• **WHAT THE TASK REQUIRES**
Copy out every line in the entries below that includes "high".

__________

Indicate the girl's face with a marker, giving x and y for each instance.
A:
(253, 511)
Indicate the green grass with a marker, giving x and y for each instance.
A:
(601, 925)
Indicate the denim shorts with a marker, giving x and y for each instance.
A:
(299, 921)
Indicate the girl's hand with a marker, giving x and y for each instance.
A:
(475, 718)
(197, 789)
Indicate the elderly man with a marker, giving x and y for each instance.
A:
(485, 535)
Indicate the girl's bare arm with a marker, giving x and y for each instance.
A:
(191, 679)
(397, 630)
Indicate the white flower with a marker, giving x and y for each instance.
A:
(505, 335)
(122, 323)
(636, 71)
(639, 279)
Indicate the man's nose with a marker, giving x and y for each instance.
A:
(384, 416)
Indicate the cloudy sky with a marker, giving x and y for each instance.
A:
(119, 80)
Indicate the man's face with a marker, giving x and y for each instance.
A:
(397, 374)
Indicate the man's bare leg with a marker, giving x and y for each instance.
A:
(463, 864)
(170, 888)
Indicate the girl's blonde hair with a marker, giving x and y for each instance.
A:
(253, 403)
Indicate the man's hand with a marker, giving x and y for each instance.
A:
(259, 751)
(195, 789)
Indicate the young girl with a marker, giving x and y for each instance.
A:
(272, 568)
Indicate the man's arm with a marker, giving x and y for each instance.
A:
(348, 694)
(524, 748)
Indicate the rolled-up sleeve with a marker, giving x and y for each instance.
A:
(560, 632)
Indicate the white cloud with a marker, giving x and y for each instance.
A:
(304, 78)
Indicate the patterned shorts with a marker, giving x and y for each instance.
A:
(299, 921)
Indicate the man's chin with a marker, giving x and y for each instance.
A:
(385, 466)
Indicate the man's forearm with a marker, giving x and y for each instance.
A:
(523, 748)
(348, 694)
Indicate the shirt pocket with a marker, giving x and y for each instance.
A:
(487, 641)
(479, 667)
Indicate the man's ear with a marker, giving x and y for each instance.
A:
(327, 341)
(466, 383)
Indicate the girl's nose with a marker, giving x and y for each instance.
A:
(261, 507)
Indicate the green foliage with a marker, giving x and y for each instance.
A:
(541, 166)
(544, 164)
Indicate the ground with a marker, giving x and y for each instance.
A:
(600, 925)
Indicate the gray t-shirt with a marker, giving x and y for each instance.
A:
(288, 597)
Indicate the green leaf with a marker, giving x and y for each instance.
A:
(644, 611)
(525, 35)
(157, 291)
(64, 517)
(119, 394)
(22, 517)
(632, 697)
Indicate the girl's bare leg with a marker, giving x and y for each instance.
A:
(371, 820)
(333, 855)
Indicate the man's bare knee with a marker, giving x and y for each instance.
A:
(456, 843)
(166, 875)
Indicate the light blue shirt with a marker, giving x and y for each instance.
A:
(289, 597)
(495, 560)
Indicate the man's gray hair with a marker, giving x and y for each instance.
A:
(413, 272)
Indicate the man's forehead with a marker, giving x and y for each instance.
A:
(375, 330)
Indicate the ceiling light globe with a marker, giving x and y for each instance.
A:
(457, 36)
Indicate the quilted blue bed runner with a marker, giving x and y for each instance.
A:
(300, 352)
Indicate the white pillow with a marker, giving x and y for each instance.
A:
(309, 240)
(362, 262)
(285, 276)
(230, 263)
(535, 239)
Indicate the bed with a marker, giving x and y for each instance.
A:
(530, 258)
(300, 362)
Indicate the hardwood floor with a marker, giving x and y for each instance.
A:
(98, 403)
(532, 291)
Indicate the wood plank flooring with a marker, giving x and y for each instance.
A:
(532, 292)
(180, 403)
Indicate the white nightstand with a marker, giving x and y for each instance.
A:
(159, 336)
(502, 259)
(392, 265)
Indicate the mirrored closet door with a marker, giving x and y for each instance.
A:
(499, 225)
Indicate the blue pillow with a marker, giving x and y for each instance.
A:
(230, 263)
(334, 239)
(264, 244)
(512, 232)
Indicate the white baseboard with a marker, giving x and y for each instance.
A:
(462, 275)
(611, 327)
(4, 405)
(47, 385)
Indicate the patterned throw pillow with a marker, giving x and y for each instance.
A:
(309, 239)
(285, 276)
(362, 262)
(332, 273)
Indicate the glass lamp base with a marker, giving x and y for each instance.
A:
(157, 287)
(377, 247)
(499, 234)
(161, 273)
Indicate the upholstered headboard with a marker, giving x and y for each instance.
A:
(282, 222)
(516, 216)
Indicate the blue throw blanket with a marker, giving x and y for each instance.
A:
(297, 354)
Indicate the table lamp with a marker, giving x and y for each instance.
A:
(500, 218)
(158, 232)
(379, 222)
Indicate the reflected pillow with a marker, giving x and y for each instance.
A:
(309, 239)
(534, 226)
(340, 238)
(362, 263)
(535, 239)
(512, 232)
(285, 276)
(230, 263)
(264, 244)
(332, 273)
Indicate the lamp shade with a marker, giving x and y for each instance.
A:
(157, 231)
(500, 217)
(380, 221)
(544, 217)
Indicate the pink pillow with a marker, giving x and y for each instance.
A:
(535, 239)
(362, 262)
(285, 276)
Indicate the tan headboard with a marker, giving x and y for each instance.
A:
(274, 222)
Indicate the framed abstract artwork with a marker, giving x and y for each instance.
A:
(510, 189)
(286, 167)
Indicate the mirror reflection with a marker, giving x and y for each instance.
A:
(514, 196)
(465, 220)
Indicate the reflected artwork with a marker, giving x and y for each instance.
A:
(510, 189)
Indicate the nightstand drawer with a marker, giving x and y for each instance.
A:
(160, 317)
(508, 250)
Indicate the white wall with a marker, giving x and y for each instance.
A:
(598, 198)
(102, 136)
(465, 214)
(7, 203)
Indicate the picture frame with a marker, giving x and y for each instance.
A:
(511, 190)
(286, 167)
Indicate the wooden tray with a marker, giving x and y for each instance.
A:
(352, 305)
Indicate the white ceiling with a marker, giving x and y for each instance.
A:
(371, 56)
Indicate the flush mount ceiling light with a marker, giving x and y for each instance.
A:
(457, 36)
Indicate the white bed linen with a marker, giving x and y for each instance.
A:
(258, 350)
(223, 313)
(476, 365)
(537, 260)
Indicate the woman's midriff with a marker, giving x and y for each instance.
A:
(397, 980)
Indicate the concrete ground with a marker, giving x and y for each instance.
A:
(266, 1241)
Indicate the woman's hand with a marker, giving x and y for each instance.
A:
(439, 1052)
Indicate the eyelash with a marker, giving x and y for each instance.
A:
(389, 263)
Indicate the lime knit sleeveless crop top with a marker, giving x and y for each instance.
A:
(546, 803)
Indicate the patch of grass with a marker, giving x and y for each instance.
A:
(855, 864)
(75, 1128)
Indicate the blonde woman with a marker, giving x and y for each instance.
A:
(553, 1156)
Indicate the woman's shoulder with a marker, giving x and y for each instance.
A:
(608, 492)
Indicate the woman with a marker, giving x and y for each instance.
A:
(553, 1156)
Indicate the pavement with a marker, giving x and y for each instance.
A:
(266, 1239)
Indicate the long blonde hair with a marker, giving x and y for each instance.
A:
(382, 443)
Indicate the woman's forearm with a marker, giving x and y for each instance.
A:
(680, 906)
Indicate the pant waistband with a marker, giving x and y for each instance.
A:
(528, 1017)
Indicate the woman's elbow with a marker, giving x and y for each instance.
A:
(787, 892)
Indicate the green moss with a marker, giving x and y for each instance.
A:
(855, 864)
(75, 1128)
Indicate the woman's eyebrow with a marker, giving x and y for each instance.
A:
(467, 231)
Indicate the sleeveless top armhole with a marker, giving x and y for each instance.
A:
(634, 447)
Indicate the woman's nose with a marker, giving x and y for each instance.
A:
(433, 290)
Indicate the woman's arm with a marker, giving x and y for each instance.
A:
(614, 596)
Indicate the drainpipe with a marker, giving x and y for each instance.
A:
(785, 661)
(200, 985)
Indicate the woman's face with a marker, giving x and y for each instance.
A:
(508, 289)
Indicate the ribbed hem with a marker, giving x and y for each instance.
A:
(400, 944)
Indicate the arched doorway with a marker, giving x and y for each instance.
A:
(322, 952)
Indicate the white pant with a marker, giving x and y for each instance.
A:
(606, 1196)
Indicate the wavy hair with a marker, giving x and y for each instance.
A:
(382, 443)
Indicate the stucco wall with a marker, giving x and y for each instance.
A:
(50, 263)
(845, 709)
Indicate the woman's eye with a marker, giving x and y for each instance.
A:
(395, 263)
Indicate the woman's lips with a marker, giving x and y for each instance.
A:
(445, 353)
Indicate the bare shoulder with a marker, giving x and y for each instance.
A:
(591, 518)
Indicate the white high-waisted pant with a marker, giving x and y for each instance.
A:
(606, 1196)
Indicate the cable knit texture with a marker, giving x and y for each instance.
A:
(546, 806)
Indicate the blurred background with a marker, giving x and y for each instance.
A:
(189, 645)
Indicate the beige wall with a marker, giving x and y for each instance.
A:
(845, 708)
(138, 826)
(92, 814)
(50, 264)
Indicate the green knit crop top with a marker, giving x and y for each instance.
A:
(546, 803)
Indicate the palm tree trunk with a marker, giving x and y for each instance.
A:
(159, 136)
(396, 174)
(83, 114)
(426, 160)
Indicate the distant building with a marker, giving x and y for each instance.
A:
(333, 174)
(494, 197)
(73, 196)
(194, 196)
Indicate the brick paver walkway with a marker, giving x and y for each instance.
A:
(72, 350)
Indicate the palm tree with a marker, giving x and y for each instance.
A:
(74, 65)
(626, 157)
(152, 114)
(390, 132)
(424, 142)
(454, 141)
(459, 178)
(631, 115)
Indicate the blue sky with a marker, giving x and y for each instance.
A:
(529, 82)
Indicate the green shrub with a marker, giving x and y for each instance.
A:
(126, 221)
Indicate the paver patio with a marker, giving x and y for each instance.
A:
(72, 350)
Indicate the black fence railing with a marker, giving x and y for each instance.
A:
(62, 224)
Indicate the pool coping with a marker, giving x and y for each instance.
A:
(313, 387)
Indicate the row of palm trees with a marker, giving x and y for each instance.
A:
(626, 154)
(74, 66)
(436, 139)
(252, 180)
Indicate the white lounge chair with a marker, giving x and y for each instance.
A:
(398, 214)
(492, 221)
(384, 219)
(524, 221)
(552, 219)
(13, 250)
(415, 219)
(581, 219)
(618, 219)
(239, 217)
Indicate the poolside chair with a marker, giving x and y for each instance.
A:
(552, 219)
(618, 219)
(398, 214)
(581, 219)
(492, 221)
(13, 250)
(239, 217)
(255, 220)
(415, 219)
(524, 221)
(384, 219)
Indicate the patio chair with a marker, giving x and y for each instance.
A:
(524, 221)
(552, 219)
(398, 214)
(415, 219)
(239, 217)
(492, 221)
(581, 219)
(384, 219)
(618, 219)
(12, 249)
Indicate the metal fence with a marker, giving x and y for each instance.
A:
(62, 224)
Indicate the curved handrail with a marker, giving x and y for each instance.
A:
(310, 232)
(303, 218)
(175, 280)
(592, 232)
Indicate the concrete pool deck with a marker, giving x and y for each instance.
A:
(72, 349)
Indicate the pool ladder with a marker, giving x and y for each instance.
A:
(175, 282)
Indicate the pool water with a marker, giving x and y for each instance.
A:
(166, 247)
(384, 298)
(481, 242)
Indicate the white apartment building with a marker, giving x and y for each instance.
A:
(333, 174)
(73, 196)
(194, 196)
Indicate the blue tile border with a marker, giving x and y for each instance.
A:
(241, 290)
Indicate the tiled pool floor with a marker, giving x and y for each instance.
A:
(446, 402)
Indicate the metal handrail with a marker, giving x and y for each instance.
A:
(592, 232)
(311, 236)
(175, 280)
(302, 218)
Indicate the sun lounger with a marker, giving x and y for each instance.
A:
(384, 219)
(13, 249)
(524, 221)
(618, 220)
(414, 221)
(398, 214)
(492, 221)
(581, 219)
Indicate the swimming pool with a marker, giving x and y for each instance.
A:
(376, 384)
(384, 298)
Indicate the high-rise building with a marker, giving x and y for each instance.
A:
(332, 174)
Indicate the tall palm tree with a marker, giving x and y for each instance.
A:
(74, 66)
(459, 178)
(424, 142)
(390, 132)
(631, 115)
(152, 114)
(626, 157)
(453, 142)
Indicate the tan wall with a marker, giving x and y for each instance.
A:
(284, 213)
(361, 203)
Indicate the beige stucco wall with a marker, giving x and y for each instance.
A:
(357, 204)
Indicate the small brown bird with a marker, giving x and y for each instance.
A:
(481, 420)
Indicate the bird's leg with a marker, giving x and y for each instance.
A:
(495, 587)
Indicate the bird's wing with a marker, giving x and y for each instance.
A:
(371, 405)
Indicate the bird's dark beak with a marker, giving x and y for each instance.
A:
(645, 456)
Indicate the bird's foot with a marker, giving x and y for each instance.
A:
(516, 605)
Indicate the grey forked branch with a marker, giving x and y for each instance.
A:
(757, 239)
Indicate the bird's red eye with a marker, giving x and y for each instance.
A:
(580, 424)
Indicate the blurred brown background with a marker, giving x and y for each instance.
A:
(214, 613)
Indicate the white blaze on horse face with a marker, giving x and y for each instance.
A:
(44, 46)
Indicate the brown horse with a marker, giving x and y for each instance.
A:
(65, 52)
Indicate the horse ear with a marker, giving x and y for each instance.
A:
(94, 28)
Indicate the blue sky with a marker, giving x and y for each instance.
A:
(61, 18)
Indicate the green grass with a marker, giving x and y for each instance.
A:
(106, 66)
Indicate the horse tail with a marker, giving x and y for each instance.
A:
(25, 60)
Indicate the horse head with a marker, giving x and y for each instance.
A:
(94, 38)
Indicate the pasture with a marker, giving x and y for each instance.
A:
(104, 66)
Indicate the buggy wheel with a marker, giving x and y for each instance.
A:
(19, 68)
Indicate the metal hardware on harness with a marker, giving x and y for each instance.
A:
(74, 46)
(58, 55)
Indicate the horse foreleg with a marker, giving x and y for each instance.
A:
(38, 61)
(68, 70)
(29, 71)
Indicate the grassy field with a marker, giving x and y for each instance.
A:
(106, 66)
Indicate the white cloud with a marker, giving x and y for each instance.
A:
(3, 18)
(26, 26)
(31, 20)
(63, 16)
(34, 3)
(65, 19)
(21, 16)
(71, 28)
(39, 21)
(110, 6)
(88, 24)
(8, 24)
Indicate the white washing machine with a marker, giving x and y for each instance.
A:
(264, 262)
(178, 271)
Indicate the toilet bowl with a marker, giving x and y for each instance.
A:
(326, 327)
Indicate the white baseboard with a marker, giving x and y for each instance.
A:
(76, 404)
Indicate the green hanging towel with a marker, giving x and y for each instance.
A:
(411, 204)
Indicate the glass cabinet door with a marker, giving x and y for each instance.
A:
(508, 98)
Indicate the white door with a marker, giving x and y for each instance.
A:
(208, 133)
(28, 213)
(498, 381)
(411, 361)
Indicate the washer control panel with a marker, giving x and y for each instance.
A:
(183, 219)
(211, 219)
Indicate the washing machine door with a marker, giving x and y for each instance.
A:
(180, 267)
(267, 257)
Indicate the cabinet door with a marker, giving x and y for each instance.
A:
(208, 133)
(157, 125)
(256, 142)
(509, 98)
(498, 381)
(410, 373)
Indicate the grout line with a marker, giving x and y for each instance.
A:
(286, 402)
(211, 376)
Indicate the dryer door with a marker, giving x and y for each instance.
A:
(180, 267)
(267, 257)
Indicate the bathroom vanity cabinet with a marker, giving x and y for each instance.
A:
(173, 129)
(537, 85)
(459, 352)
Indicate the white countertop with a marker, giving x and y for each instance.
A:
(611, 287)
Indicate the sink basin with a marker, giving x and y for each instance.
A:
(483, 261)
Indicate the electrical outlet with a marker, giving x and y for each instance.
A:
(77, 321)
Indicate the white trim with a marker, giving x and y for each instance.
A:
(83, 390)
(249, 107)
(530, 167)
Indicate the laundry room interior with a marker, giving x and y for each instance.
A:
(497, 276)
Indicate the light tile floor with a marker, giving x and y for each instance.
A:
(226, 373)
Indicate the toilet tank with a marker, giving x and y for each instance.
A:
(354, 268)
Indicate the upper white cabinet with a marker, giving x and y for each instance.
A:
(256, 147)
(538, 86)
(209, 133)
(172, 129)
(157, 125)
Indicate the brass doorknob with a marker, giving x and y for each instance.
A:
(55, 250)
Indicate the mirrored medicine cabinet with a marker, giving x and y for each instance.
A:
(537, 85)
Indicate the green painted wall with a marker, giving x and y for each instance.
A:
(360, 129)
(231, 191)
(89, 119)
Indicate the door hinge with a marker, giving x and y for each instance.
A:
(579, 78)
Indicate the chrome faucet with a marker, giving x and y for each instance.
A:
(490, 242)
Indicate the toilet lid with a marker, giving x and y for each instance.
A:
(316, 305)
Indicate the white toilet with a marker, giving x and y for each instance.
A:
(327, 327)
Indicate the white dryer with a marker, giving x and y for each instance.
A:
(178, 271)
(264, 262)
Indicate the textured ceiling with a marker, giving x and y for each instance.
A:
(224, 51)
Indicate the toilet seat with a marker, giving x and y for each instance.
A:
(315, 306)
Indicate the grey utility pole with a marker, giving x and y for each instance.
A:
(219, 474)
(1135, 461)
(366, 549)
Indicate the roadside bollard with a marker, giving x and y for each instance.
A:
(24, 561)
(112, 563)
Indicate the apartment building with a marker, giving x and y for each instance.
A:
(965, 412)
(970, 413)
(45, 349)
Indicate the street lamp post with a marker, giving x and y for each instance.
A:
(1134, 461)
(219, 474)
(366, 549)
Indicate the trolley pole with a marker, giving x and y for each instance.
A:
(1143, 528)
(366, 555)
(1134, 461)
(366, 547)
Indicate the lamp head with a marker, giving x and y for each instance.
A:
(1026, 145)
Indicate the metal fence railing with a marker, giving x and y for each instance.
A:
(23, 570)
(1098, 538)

__________

• **TASK SOLUTION**
Indicate the white high-waisted pant with a marker, giving x and y for each instance.
Indicate the high-rise building with a marker, giving x and y for each instance.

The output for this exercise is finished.